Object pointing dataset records

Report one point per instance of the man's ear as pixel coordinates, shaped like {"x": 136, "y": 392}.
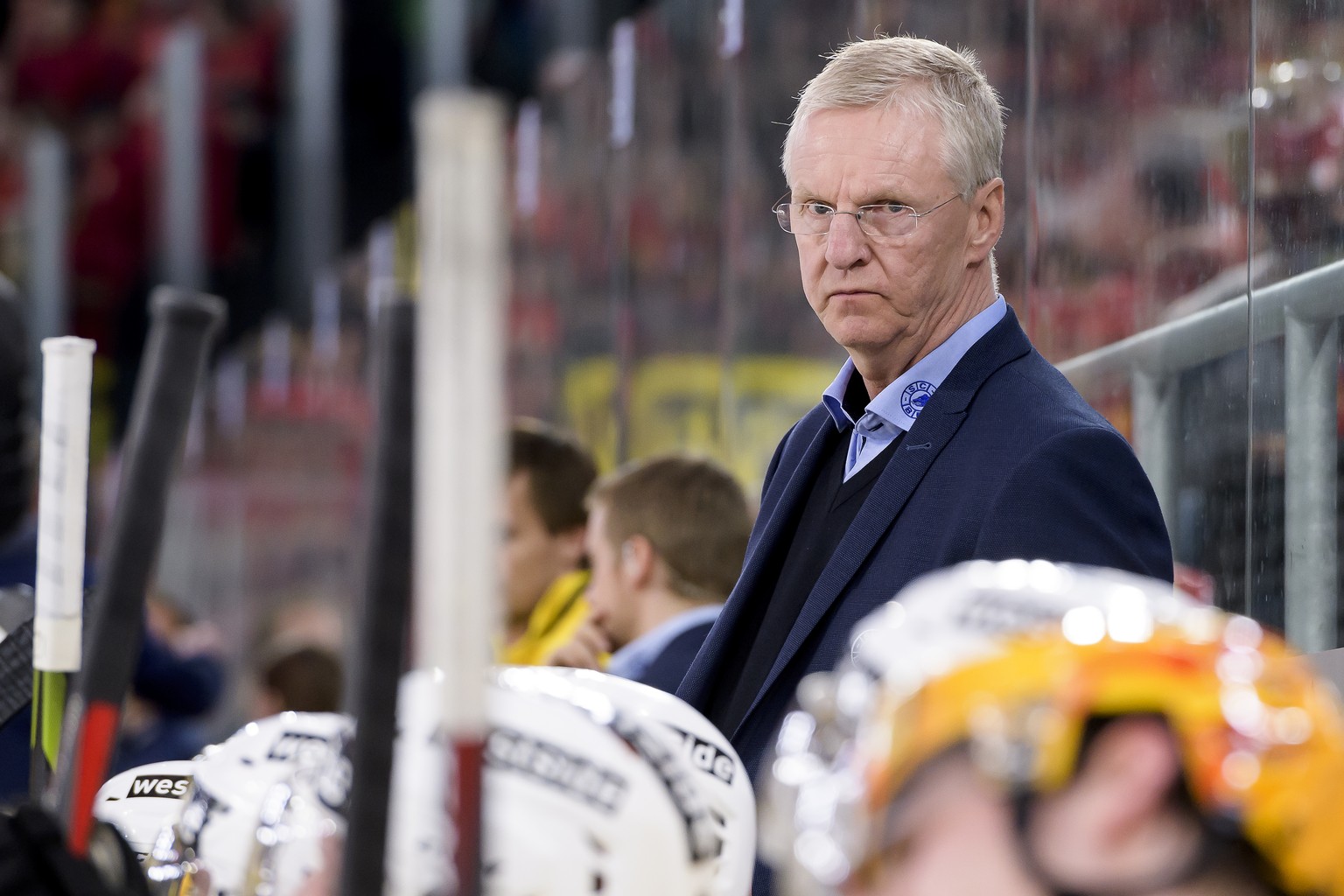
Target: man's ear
{"x": 637, "y": 560}
{"x": 1116, "y": 826}
{"x": 987, "y": 220}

• **Task**
Please rewrite the lines of the records above as a JSON list of strings, with one string per line and no blank lines. Leave the pictures out of the answer.

• **Result for this task**
[
  "Report one point per instance of the man's ear as pixel coordinates, shaped like {\"x\": 136, \"y\": 392}.",
  "Target: man's ear",
  "{\"x\": 637, \"y\": 560}",
  "{\"x\": 1116, \"y\": 826}",
  "{\"x\": 987, \"y\": 220}"
]